Records provided:
::::::::

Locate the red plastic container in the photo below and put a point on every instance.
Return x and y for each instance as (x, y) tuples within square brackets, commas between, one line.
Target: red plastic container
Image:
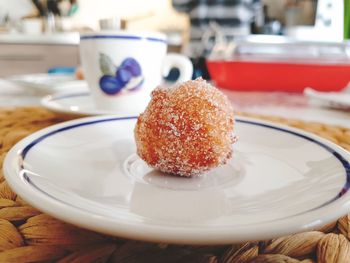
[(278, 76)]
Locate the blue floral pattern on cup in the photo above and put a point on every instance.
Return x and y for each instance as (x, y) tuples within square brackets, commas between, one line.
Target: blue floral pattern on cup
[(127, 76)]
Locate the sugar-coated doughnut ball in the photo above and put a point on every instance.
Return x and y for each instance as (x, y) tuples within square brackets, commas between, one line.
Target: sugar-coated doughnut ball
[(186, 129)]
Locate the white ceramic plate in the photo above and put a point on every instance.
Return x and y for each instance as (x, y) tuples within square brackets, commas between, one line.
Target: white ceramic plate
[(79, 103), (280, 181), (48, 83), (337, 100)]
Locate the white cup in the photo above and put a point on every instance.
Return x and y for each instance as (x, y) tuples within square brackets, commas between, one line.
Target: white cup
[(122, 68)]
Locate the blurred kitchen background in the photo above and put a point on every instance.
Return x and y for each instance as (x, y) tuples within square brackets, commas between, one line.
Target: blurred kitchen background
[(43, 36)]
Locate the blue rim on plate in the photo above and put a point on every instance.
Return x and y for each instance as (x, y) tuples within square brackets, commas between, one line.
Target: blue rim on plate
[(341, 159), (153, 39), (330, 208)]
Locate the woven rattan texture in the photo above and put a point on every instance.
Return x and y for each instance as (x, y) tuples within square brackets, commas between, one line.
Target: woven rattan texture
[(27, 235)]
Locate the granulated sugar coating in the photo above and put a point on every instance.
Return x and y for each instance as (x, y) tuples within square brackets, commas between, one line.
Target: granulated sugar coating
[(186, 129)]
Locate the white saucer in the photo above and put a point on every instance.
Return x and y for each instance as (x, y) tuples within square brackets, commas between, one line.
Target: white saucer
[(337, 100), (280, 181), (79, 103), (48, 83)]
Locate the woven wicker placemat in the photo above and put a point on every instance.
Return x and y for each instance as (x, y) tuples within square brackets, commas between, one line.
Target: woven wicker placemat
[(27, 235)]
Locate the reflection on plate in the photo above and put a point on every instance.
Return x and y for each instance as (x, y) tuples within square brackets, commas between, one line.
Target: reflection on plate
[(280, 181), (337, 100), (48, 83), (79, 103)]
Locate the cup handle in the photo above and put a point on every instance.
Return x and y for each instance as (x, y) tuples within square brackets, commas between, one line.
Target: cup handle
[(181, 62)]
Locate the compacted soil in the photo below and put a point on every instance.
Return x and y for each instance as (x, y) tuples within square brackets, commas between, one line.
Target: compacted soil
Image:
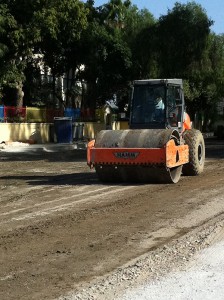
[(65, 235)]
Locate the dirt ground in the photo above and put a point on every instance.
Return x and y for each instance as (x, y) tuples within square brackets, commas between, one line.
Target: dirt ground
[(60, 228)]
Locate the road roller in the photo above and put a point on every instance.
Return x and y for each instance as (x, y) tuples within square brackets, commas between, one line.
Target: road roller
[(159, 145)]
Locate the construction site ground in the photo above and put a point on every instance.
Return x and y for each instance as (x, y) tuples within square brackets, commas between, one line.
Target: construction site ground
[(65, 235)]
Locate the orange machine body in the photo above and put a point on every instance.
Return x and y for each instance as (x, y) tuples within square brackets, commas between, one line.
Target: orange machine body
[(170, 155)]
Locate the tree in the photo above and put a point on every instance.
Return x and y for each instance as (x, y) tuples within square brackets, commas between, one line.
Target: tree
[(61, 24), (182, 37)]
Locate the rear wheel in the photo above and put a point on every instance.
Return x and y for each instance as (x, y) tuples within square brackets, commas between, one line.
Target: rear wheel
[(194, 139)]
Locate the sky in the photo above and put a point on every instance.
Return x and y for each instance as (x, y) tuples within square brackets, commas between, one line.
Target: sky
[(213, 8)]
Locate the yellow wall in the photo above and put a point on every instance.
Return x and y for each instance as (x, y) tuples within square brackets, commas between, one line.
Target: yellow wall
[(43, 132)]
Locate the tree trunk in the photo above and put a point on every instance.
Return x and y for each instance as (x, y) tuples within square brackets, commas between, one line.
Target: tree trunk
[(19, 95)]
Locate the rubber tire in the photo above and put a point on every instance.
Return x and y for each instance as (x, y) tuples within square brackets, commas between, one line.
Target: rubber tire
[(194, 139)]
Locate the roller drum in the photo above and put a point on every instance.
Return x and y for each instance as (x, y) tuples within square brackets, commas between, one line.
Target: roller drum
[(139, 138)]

::::::::

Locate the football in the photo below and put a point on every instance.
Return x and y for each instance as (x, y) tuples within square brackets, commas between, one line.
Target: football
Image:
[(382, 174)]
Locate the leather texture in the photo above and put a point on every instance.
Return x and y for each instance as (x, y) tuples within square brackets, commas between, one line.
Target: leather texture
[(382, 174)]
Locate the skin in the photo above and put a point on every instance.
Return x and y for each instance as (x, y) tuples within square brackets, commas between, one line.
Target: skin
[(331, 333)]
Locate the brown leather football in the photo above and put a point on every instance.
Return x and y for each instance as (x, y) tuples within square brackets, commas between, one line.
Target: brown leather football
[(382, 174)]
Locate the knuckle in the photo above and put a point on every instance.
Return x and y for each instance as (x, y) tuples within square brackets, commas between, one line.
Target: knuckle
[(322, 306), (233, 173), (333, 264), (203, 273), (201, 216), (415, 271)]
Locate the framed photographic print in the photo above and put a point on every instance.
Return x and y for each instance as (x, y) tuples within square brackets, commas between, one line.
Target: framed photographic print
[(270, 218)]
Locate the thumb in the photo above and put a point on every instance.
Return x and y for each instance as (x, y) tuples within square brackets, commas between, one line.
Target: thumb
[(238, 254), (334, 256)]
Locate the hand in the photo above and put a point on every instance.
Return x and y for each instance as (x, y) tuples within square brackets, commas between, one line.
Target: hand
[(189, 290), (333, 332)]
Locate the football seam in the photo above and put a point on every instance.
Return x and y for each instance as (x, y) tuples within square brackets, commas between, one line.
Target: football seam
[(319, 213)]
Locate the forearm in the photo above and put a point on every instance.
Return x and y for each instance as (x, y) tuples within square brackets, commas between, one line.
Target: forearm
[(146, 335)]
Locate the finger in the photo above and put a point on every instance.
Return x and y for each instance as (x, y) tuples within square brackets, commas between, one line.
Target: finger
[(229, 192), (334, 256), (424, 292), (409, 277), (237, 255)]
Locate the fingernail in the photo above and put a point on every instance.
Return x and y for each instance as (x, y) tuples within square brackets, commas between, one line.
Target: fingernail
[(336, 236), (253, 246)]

::::::::

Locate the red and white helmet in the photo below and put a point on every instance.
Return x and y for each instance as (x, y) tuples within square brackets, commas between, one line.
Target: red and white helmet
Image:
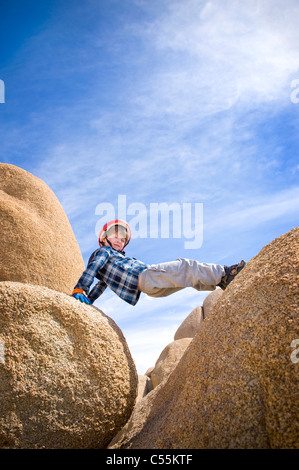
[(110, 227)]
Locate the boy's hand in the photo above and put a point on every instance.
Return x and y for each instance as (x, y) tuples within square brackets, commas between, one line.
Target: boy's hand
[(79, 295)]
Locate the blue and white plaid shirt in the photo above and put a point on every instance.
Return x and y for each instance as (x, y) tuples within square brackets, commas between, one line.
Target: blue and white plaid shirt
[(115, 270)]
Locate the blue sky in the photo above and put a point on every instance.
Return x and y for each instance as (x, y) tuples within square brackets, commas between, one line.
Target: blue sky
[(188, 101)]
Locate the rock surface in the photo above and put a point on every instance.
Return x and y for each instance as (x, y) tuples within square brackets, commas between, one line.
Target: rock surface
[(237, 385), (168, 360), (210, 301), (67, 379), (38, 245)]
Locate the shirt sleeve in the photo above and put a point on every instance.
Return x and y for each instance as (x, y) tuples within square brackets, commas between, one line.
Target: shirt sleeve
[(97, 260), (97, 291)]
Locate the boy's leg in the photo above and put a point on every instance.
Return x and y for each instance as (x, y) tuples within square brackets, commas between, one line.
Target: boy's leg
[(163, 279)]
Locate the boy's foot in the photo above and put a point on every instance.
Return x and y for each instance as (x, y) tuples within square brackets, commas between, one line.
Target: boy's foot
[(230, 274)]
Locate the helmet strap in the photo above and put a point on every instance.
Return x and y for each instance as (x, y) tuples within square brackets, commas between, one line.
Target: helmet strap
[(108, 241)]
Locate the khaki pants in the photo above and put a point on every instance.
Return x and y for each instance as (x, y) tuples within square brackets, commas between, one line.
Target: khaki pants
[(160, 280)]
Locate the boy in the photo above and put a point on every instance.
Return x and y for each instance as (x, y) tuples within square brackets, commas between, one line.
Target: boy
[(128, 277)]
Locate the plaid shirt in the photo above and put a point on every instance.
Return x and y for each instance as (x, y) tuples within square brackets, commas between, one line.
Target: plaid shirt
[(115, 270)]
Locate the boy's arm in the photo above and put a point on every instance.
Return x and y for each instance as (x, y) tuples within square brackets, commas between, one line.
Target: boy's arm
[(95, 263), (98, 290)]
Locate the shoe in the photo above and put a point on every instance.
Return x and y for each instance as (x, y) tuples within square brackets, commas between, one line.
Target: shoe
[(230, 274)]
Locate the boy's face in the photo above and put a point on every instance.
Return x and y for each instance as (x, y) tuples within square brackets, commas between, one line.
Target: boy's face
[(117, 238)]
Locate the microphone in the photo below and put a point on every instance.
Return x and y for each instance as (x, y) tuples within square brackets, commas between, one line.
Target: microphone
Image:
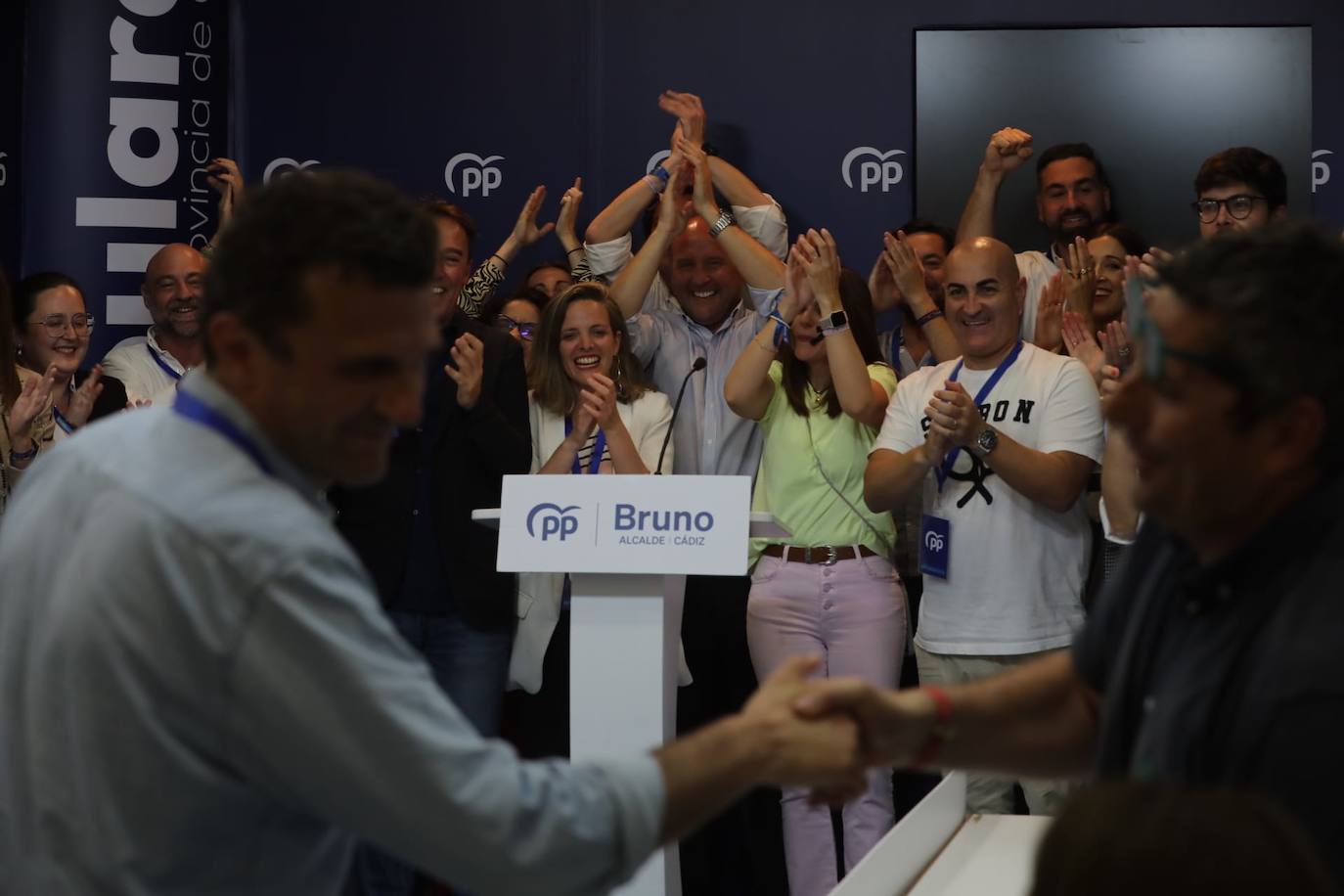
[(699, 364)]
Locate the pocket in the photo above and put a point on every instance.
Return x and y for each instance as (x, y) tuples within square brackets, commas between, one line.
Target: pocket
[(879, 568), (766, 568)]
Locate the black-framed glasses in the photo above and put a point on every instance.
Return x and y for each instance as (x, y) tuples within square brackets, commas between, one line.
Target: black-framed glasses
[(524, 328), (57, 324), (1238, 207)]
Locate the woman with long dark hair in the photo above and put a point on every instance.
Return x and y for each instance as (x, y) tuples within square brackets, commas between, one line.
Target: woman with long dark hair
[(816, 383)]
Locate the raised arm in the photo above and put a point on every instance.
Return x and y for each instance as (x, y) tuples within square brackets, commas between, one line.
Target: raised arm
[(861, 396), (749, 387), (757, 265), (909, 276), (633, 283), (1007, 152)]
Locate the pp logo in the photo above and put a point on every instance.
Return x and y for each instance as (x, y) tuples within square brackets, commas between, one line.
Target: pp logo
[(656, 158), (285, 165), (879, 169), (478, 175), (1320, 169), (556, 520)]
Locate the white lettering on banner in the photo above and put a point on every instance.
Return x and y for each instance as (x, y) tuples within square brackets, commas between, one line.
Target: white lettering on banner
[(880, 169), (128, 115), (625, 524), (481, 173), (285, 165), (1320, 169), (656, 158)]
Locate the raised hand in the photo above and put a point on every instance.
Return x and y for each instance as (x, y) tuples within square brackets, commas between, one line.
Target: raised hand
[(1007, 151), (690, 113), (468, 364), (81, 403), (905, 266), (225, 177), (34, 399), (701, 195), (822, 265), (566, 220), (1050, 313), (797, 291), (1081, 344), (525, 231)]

::::::::

Problem details: Copy out every line in the entries above that holds "below".

Response to this task:
Locate the red plastic container in the photo below and put a point on every instance.
Locate the compacted soil in the photo below and put a point on every instance.
Locate the football in the photo below and put a point on every instance.
Locate the red and white helmet in the photo below and put a point on every instance.
Locate the microphone in the photo below and put a point on every instance.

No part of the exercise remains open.